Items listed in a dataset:
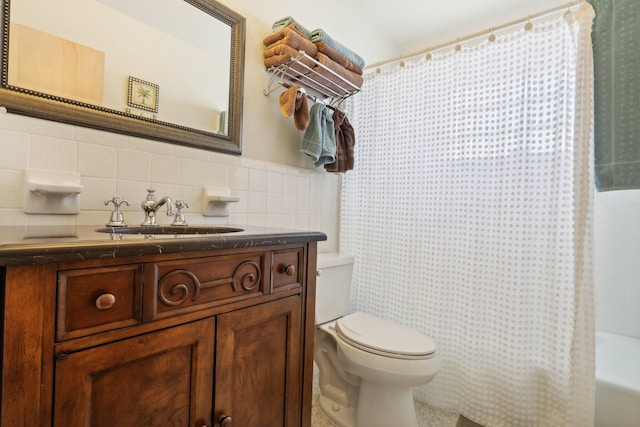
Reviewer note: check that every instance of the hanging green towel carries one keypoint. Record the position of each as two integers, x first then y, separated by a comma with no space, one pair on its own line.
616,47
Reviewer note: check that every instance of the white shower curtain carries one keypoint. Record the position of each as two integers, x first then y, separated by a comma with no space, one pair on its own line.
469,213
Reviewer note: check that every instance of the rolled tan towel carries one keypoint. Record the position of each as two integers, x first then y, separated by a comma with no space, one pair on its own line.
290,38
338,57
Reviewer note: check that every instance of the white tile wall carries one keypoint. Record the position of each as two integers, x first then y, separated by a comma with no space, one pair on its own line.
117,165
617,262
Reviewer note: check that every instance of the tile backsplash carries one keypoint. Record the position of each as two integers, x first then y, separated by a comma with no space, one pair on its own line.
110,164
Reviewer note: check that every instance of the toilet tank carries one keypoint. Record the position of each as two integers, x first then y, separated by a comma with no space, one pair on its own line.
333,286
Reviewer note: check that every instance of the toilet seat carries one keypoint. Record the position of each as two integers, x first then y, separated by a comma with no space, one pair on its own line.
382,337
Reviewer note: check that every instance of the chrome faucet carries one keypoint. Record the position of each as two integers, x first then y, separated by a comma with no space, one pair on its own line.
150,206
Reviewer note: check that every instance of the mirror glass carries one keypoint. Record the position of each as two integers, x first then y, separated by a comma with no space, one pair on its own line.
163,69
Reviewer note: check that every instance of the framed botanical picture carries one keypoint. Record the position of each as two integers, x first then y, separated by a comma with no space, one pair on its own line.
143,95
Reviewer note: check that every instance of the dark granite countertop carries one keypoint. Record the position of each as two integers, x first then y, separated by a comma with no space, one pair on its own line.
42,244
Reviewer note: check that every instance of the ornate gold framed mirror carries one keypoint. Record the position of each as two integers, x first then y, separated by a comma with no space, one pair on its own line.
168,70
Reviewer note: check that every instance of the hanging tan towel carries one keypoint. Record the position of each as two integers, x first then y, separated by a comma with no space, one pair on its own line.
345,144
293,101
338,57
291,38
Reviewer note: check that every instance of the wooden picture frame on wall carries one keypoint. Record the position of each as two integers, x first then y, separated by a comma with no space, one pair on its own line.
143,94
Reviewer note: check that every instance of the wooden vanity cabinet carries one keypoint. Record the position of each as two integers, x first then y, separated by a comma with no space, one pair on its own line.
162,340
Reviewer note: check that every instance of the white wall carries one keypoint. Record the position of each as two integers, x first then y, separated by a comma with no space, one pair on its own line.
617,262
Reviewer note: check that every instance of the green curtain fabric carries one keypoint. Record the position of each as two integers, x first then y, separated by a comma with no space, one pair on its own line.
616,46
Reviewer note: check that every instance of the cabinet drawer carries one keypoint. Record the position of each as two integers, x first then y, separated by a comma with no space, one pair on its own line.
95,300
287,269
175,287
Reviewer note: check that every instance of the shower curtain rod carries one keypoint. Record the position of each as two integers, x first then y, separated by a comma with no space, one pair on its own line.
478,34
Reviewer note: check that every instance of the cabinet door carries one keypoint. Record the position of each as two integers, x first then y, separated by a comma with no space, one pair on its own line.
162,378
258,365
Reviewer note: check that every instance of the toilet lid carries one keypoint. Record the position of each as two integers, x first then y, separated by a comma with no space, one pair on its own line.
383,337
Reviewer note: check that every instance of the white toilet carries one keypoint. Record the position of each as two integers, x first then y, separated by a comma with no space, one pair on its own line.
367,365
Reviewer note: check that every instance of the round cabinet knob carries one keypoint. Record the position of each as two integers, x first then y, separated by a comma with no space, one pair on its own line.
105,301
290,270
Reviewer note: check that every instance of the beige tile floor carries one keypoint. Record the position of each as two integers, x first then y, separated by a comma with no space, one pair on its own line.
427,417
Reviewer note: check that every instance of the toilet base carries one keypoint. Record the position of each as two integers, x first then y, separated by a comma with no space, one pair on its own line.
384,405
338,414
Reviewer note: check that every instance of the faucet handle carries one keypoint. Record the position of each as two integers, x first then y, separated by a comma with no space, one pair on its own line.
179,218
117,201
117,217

## TASK OBJECTIVE
Format every line of the records above as a Markdown table with the columns "Number" and "Record line," leaving out blank lines and the pictures.

## SOLUTION
| Number | Record line |
|---|---|
| 1 | Reviewer note: check that every instance of the hanging green towel carries one keypoint. Record the position of each as two integers, x first then y, separated by a comma with no space, one pair on its own line. |
| 2 | 616,47 |
| 3 | Reviewer note: check that every instance of the white shower curtain carries one keypoint. Record the position of each as two integers, x first then y, separated by a comma with no space, one pair on its own line. |
| 4 | 469,213 |
| 5 | Reviewer note: check that every instance of the rolled tan towel carries one keypoint. Record the position of each as two integers, x first then y, separated by a comma with no space, one pair on its own line. |
| 6 | 290,38 |
| 7 | 338,57 |
| 8 | Reviewer note: check that every instance of the white tile wall carries one keypoint. Record the position of each as two integers, x first then y, separated by a comma with no space, one pair on its own line. |
| 9 | 117,165 |
| 10 | 617,262 |
| 11 | Reviewer note: check that every instance of the tile backsplash carries one keypoint. Record the position of each as two integers, x first then y, separated by a comma with no space, one pair on its own line. |
| 12 | 110,164 |
| 13 | Reviewer note: check that every instance of the toilet tank carries one keypoint. Record the position of each as two integers, x first then y, separated by a comma with no space, one pair on its own line. |
| 14 | 333,286 |
| 15 | Reviewer note: check that every instance of the toilet seat carries one keypoint. Record the position of each as two integers, x first then y, separated by a comma with no space, one pair on its own line. |
| 16 | 382,337 |
| 17 | Reviewer note: check that every instance of the chrome faucet carries one keypoint. Record the position of each as two integers, x first then y, separated by a comma with no space, one pair on its own line. |
| 18 | 150,206 |
| 19 | Reviewer note: check that every instance of the mirror glass carries one keypoint. Record the position of each as two integers, x first then y, separated by a comma with no space, one pair on its own line. |
| 20 | 163,69 |
| 21 | Reviewer note: check that every instance of the framed botanical picture carries one keypoint. Record the position of each as two integers, x first then y, separated by a comma with no space, one pair on its own line. |
| 22 | 143,95 |
| 23 | Reviewer note: check that every instance of the dark granite countertop carries one keypoint. Record the position of each as two integers, x first then y, separated by a comma with no space, one pair on its own line. |
| 24 | 42,244 |
| 25 | Reviewer note: check that every instance of the ornate gold framed mirror carries one keypoint. Record the position of each as two integers, x first then y, separated by a comma with no space, one pair on its own line. |
| 26 | 168,70 |
| 27 | Reviewer note: check that every instance of the hanging tan towel carries one keypoint. Record the position of each as two integers, x first then y, separated by a comma with no space, one pair on its own line. |
| 28 | 345,144 |
| 29 | 293,101 |
| 30 | 338,57 |
| 31 | 291,38 |
| 32 | Reviewer note: check that every instance of the wooden picture frame on wall carries one keypoint. Record the position of each as two integers, x first then y, separated by a comma with no space, one pair on its own line. |
| 33 | 143,94 |
| 34 | Reviewer note: check that every instance of the wooden vanity cabinet carries one keypoint. Record the position of each as two integers, x first then y, separated by a comma with no space, one pair on its own line. |
| 35 | 162,340 |
| 36 | Reviewer note: check that every instance of the white wall carries one keypoint. Record the position of each as two integers, x first then y, separated by a comma with no space, one pair on its own line. |
| 37 | 617,262 |
| 38 | Reviewer note: check that every instance of the green curtain fabric carries one keypoint. Record the position of each as two integers, x first then y, separated by a comma with no space, one pair on its own line. |
| 39 | 616,46 |
| 40 | Reviewer note: check that every instance of the cabinet drawer carries one keypoint. Record the position of each as two integers, x first then y, separated by a comma with no space, one pair on its own line. |
| 41 | 95,300 |
| 42 | 287,269 |
| 43 | 175,287 |
| 44 | Reviewer note: check that every instance of the shower curtain rod carries one keypoint. Record the position of each as two integers, x first then y, separated by a comma with no space, one pair on its own line. |
| 45 | 478,34 |
| 46 | Reviewer note: check that every instance of the cabinet door carries one keypoint. Record the position of each as two integers, x first then y, separated by a comma with no space, one pair on its own line. |
| 47 | 162,378 |
| 48 | 258,365 |
| 49 | Reviewer note: check that every instance of the toilet lid carries one keypoint. Record the position of each as two integers, x first then y, separated by a comma with no space, one pair on its own line. |
| 50 | 383,337 |
| 51 | Reviewer note: check that every instance of the white toilet carries one keypoint. Record the position of each as two integers, x first then y, separated by a comma with no space, one pair on its own line. |
| 52 | 367,365 |
| 53 | Reviewer note: check that every instance of the round cabinet knob carries one keypoint. Record the position of each as two integers, x first then y, separated by a comma with no space, one pair on its own line. |
| 54 | 105,301 |
| 55 | 290,270 |
| 56 | Reviewer note: check that every instance of the beige tile floor carries one keypoint. Record the position of each as two integers, x first then y, separated by a comma with no space, one pair on its own line. |
| 57 | 427,417 |
| 58 | Reviewer note: check that every instance of the toilet base carries one keypoint. Record the position of each as two integers, x first then y, separated by a comma with no space, one pair on its own line. |
| 59 | 384,405 |
| 60 | 338,414 |
| 61 | Reviewer note: check that every instance of the faucet handle carries one keypoint. Record the position of each as two integers, x first then y, separated by a comma with no space, one pair on its own line. |
| 62 | 179,218 |
| 63 | 117,201 |
| 64 | 117,217 |